▶ [TEXTAUSZUG]

────────────────

Nach einem anstrengenden Tag wo man(n) am ende nicht viel sieht nochmal 2 Bilder einmal verschwinden meine Berge mit leichter Technik

 

uns des weiteren meine Arbeit Steine setzen, man hält das auf, im abschüßigen Gelände, Teicheinfassung mit sollausflußstelle und Uferwall (halb fertig),

 

Ps: Hab mir tierisch mit dem Gummihammer auf den Mittelfinger gehauen :__ nase genial geschickt von mir, hab aber nicht mit mir gemeckert.


----------



## Frank 69 (29. März 2012)

*AW: Noch ein Neubauer*

Moin moin 

So nach 6 Tagen harter Arbeit sieht es nun so aus, 208 Plastersteine verlegt, Terrassen modeliert und ausgebesseert, Platz für den Pumpensammler errichtet. 50cm Grundwasser eingelassen 

 

 

Jetzt muss ich heut noch den Ufergraben herrichten und dann kann die Folie kommen.
Bin selber beeindruckt was man allein in so kurzer Zeit alles schaffen kann, obwohl mein Rücken mich haßt.


----------



## katja (29. März 2012)

*AW: Noch ein Neubauer*

sieht doch schon klasse aus 

ich glaube, das wird richtig schön 

dich hasst nur dein rücken?  was ist mit oberschenkeln, armen etc.? mir tut nach arbeitseinsätzen immer gleich ALLES weh...


----------



## Frank 69 (29. März 2012)

*AW: Noch ein Neubauer*

Hallo Katja 

Ich wollt nicht zuviel rumjammern aber die Tube Voltareen ist fast alle.

────────────────

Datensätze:
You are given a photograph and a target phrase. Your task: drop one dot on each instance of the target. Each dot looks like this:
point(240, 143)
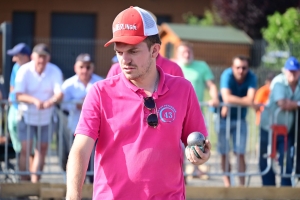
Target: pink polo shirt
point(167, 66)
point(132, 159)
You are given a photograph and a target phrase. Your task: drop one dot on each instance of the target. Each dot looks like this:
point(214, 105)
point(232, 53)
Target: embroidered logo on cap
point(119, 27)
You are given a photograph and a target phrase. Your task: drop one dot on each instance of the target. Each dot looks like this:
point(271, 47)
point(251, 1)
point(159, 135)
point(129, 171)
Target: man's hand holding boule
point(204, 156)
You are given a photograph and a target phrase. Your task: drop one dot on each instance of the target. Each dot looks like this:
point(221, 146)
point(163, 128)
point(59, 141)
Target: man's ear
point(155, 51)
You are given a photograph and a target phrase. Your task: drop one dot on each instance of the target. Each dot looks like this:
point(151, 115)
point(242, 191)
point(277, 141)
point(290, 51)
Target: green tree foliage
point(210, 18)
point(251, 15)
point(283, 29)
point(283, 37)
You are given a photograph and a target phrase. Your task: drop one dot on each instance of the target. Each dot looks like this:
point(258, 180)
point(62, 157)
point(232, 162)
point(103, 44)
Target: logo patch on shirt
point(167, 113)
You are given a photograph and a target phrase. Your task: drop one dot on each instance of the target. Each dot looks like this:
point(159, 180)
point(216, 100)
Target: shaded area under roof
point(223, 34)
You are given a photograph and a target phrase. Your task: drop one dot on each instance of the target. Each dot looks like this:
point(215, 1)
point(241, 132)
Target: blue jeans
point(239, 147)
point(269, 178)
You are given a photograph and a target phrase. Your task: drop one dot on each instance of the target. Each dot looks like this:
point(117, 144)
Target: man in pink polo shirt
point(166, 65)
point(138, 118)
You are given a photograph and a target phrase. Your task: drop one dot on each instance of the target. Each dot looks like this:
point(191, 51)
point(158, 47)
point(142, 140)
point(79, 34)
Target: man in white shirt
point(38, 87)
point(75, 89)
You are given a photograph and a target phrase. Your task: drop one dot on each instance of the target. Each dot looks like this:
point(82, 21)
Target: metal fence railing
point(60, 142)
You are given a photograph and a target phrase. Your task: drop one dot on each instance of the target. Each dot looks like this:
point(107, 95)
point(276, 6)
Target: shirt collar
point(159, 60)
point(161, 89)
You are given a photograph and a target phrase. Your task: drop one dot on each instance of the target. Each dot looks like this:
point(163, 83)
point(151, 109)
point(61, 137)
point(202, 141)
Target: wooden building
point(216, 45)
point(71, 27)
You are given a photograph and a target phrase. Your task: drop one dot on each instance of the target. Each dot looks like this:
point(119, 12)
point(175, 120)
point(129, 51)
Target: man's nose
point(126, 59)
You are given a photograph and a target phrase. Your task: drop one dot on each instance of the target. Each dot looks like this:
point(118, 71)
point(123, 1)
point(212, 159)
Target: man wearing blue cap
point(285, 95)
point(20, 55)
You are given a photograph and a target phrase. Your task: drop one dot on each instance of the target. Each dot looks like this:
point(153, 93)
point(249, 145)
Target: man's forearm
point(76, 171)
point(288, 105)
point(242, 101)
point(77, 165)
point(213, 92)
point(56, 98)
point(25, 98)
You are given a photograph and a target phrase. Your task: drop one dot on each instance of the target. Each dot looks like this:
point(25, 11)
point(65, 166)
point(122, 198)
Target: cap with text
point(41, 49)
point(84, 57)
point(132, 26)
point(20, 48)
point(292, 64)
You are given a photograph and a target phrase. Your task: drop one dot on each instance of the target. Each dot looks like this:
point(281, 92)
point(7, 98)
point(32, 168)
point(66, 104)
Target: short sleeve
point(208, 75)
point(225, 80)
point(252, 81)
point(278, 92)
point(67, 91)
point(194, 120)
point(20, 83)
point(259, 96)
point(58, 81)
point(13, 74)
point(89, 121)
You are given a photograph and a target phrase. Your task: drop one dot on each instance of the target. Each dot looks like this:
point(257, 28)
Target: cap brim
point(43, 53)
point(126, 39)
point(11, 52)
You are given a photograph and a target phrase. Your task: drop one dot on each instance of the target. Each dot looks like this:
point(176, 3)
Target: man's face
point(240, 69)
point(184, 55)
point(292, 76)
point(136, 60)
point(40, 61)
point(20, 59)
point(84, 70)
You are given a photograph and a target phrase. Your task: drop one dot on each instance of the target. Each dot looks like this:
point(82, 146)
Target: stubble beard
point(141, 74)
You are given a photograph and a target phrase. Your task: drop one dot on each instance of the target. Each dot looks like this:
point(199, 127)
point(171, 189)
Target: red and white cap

────────────────

Schreiben Sie im Auszug zum Teichbau alles von „## katja (29.“ bis hinunter zu „gleich ALLES weh...“ neu und ersetzen Sie dabei „klasse“ durch „großartig“.

## katja (29. März 2012)

*AW: Noch ein Neubauer*

sieht doch schon großartig aus 

ich glaube, das wird richtig schön 

dich hasst nur dein rücken?  was ist mit oberschenkeln, armen etc.? mir tut nach arbeitseinsätzen immer gleich ALLES weh...